*Activity*. Pictures are to be excluded. Please print only the lines from the one containing "A single marker falls on each instance of the dense" through the end of the data, exactly as they appear.

*Recorded data*.
==========

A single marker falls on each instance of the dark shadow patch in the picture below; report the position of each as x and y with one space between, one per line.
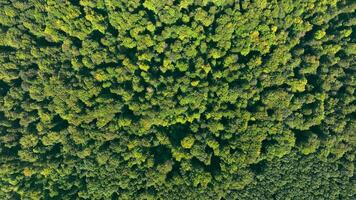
161 154
259 168
4 88
60 124
6 49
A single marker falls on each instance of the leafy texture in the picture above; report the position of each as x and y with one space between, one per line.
188 99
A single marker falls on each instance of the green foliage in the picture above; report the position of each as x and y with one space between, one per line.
188 99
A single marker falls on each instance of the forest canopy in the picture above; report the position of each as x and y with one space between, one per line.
177 99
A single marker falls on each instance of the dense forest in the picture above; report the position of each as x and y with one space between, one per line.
177 99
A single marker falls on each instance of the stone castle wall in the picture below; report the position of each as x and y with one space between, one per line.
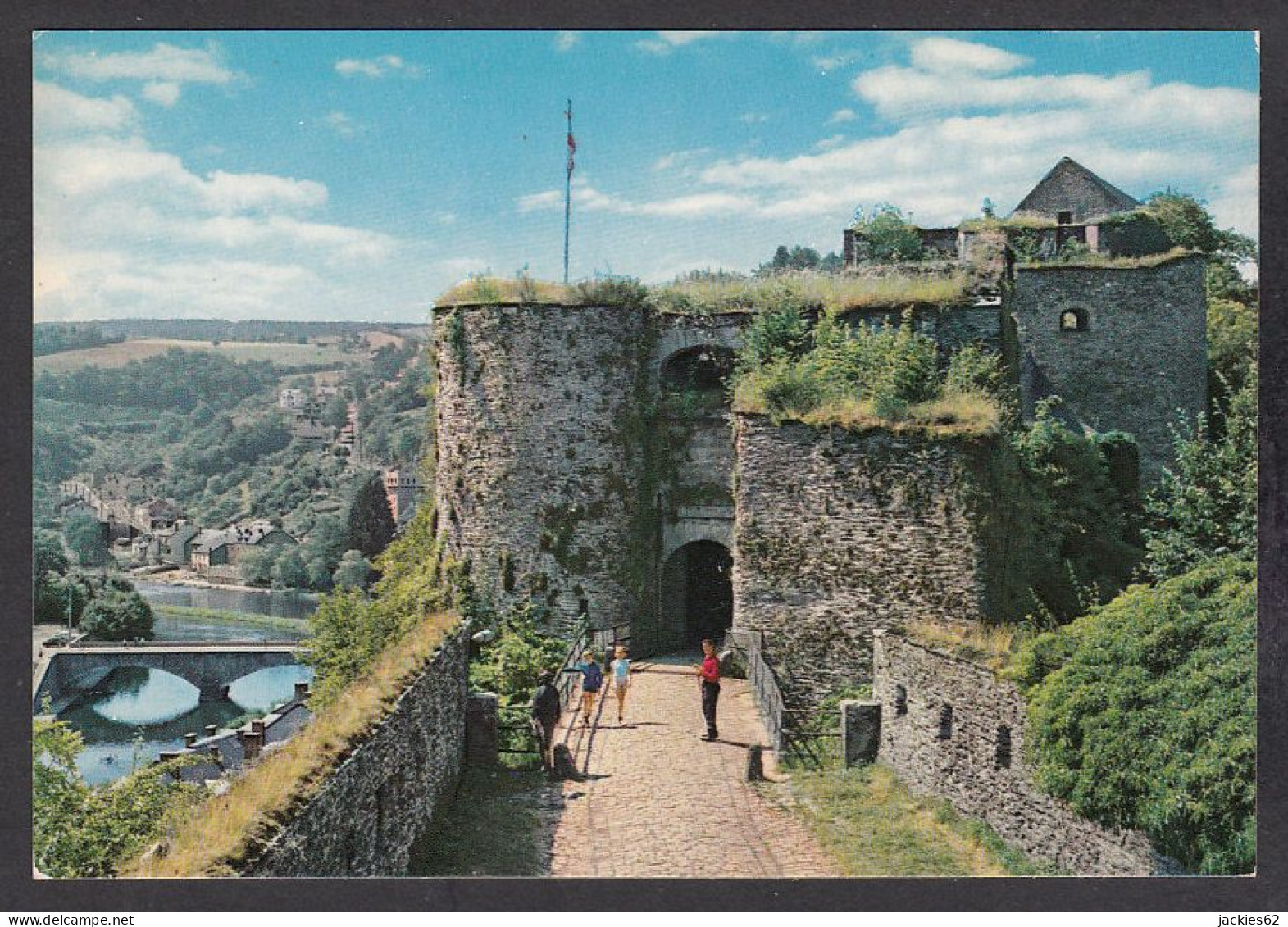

==========

*Finished task*.
A single marker falls on each instance of the dense forest in the picture above; report the position of each as x and y with one space between, one per line.
177 99
A single marker falls on each instance of the stone castle wall in the picture below; report the position of each as x and y with one space between, one per line.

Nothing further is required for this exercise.